● **ASSIGNED TASK**
Across the entries below, work out how many lines contain "steering". Please give the number only.
===== RECORD EXTRACTS
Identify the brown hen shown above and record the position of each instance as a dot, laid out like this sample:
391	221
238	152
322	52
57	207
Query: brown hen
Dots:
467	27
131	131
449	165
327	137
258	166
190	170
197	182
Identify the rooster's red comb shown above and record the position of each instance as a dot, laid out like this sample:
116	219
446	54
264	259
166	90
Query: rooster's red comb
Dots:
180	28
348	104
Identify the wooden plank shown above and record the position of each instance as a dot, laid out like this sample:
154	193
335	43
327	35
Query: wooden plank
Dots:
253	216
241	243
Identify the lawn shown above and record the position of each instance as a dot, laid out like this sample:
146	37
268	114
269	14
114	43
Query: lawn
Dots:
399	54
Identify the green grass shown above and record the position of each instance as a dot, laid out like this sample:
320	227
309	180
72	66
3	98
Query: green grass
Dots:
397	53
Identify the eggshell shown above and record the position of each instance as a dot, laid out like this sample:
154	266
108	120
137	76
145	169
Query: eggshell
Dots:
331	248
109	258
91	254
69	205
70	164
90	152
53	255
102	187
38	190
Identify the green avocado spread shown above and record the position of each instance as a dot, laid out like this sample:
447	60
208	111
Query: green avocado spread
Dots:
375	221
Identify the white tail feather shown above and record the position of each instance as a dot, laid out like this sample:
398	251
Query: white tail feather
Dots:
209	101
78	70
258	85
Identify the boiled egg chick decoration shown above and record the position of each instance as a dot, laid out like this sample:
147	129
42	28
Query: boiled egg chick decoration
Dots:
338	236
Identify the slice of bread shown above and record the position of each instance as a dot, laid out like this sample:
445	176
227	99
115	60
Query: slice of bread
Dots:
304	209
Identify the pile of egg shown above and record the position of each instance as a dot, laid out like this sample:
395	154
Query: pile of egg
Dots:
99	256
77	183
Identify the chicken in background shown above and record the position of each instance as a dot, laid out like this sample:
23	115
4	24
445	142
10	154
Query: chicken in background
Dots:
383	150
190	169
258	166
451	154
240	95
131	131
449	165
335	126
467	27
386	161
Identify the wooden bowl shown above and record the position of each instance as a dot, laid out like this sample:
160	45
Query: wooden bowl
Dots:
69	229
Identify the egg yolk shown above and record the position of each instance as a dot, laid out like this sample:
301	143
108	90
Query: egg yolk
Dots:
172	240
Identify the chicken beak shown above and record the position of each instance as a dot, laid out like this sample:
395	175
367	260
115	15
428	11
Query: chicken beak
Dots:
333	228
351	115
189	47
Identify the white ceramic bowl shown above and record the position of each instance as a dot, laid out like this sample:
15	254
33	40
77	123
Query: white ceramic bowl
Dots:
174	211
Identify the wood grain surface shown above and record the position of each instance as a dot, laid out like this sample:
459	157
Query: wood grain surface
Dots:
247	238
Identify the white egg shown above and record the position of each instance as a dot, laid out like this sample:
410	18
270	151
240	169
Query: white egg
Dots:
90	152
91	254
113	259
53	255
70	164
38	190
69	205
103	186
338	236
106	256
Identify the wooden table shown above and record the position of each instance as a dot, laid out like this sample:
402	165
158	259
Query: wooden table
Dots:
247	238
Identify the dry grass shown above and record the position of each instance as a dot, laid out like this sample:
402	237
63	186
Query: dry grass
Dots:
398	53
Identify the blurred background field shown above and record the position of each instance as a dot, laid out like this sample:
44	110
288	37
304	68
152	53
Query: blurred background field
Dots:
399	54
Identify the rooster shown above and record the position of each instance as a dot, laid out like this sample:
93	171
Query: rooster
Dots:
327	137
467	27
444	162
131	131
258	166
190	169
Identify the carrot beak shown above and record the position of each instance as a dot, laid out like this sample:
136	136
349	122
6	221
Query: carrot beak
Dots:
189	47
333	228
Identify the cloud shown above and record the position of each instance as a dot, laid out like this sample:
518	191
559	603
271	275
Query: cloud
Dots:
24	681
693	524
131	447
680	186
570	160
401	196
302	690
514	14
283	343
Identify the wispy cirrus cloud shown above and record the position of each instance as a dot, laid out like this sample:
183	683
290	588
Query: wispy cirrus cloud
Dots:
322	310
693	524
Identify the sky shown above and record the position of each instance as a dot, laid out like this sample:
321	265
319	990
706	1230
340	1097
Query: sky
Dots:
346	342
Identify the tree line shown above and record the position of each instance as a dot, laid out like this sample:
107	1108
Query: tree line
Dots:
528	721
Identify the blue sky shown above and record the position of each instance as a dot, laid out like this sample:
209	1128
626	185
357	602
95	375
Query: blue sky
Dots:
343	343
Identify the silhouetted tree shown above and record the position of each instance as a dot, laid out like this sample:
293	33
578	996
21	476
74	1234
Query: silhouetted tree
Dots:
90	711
==========
===== RECORD EXTRACTS
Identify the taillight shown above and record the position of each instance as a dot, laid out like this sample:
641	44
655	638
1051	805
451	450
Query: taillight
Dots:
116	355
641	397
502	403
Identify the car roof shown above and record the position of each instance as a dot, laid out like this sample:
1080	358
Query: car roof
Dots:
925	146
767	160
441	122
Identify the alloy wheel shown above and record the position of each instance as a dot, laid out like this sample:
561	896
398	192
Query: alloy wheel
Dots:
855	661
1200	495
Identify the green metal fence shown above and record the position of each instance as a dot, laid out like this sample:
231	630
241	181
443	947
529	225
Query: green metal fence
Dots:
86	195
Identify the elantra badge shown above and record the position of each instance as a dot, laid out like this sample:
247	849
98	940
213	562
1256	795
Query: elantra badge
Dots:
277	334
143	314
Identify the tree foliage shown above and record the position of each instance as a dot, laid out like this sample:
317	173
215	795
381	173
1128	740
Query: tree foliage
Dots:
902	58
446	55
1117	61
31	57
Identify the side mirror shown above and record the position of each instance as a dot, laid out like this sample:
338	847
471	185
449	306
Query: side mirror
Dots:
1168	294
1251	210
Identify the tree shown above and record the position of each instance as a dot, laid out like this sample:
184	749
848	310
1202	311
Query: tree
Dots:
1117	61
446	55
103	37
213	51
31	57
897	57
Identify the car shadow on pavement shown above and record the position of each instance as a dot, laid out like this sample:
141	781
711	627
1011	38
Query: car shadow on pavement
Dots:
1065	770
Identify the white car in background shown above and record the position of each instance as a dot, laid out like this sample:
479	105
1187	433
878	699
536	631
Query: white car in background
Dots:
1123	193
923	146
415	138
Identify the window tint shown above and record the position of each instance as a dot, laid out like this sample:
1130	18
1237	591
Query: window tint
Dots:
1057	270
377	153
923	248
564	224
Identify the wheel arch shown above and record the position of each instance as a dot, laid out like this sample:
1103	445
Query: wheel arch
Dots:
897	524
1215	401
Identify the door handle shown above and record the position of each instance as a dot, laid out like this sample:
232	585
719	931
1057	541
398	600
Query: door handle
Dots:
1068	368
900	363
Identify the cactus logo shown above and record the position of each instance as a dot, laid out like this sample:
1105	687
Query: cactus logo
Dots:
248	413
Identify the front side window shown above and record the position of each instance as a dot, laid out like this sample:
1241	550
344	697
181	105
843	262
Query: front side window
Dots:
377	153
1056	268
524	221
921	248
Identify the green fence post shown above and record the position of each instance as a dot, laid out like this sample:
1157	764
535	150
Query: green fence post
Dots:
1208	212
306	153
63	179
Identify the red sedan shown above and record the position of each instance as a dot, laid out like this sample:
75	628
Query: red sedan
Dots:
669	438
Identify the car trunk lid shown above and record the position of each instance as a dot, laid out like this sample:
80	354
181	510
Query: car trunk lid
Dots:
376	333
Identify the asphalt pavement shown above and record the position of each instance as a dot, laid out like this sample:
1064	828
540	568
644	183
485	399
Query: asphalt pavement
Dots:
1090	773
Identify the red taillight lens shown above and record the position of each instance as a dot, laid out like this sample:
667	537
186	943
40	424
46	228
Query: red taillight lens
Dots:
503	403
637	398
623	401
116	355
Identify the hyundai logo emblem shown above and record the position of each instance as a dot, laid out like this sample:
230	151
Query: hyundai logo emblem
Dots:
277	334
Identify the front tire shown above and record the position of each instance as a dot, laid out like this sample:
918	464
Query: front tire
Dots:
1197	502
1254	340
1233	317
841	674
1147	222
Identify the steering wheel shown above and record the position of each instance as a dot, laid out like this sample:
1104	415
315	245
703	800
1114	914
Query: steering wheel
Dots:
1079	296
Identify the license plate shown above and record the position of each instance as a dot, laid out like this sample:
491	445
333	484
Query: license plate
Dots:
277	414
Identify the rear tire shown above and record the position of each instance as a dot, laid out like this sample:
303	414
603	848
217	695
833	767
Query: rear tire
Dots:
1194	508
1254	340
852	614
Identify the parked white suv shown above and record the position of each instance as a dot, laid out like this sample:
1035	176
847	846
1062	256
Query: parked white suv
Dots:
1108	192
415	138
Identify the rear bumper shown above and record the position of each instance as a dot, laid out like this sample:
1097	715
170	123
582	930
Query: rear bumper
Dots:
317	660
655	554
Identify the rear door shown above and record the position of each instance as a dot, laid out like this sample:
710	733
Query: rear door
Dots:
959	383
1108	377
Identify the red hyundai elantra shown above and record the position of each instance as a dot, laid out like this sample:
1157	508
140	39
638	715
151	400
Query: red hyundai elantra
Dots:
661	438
==========
===== RECORD EXTRACTS
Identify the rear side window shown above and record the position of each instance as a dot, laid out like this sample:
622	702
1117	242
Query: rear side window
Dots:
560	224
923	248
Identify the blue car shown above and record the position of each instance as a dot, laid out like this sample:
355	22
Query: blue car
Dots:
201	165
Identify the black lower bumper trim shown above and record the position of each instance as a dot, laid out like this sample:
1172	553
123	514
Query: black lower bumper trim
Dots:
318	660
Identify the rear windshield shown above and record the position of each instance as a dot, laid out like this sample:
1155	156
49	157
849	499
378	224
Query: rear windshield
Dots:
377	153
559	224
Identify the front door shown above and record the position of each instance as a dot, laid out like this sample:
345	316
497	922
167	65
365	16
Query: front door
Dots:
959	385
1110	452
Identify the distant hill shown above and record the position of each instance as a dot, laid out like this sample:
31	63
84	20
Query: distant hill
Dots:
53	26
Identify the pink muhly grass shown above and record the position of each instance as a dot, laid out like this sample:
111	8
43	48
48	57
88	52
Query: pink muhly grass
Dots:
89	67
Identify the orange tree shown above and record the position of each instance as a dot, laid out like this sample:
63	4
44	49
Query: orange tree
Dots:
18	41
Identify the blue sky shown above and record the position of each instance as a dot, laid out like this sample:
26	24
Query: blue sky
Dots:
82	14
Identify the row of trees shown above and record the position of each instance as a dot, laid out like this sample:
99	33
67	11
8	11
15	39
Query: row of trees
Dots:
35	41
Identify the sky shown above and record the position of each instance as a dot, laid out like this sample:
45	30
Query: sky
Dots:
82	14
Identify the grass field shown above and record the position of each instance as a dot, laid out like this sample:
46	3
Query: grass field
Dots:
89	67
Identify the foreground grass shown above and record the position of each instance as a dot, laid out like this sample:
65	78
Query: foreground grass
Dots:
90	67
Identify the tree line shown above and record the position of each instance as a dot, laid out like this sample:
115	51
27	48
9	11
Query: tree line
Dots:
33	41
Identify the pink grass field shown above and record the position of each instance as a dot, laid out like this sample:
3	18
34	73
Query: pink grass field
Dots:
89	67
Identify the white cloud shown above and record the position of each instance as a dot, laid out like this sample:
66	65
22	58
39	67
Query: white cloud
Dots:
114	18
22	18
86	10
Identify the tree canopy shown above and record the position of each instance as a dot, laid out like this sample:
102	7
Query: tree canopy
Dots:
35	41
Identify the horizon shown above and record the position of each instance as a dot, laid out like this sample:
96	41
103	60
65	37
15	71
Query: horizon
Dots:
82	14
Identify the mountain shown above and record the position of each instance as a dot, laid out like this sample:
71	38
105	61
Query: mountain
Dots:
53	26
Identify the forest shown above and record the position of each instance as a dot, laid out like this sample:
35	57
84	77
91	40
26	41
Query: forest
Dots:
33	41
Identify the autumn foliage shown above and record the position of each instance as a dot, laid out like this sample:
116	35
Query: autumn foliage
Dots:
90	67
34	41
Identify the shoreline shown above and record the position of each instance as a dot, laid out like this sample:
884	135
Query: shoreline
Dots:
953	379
==========
● **EXERCISE RESPONSE**
2